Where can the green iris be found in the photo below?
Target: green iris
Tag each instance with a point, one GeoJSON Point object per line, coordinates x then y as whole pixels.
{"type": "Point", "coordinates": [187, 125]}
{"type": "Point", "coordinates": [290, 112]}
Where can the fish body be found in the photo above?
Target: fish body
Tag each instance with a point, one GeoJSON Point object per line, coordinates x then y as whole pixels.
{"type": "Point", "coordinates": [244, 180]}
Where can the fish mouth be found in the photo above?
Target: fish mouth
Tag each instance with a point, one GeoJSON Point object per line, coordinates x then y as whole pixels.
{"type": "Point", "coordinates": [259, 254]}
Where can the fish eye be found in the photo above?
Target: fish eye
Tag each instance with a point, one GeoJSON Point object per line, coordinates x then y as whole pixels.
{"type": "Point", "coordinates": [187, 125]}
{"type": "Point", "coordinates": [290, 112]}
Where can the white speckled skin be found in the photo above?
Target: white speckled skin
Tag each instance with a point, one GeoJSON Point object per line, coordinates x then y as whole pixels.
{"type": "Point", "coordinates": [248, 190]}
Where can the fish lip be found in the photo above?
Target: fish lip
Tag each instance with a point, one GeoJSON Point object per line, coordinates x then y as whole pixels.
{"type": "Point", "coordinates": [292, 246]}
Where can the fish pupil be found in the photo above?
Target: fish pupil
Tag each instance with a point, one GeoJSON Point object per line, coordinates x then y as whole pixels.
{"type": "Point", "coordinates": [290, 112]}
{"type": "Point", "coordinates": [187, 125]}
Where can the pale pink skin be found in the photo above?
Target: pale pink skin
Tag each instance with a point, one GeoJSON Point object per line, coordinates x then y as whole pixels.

* _Brief_
Could you lay out every line of the material above as a numbered list, skipping any blank lines?

* _Reply to the task_
1. Where can the green iris be found in the photo below?
2. Target: green iris
3. Tag each instance with a point, one GeoJSON Point object per line, coordinates x then y as whole pixels.
4. {"type": "Point", "coordinates": [187, 125]}
5. {"type": "Point", "coordinates": [290, 112]}
6. Where can the fish body be found in the photo above?
7. Target: fish body
8. Tag each instance with a point, one GeoJSON Point object per line, coordinates x then y as whole pixels.
9. {"type": "Point", "coordinates": [244, 180]}
10. Where can the fish mouth be found in the photo above?
11. Target: fish mouth
12. Tag each instance with a point, one GeoJSON Point object per line, coordinates x then y as whole pixels.
13. {"type": "Point", "coordinates": [259, 254]}
14. Where can the fish eye be found in the photo above?
15. Target: fish eye
16. Tag each instance with a point, one GeoJSON Point object per line, coordinates x then y as whole pixels.
17. {"type": "Point", "coordinates": [187, 125]}
18. {"type": "Point", "coordinates": [290, 112]}
19. Where can the white speckled skin be found in the photo above?
20. Target: white speckled skin
21. Tag each instance with a point, one GeoJSON Point object per line, coordinates x then y as whole pixels.
22. {"type": "Point", "coordinates": [248, 190]}
23. Where can the fish lip be found in the photo above?
24. Target: fish lip
25. Tag each instance with a point, one GeoJSON Point object per line, coordinates x then y as whole pixels.
26. {"type": "Point", "coordinates": [292, 246]}
27. Where can the fish pupil be found in the photo above?
28. Target: fish pupil
29. Tag each instance with a point, one GeoJSON Point object per line, coordinates x then y as whole pixels.
30. {"type": "Point", "coordinates": [290, 112]}
31. {"type": "Point", "coordinates": [187, 125]}
32. Where can the pale pink skin be found in the photo above?
33. Target: pale pink skin
34. Tag each instance with a point, one GeoJSON Point object per line, coordinates x then y as whole pixels.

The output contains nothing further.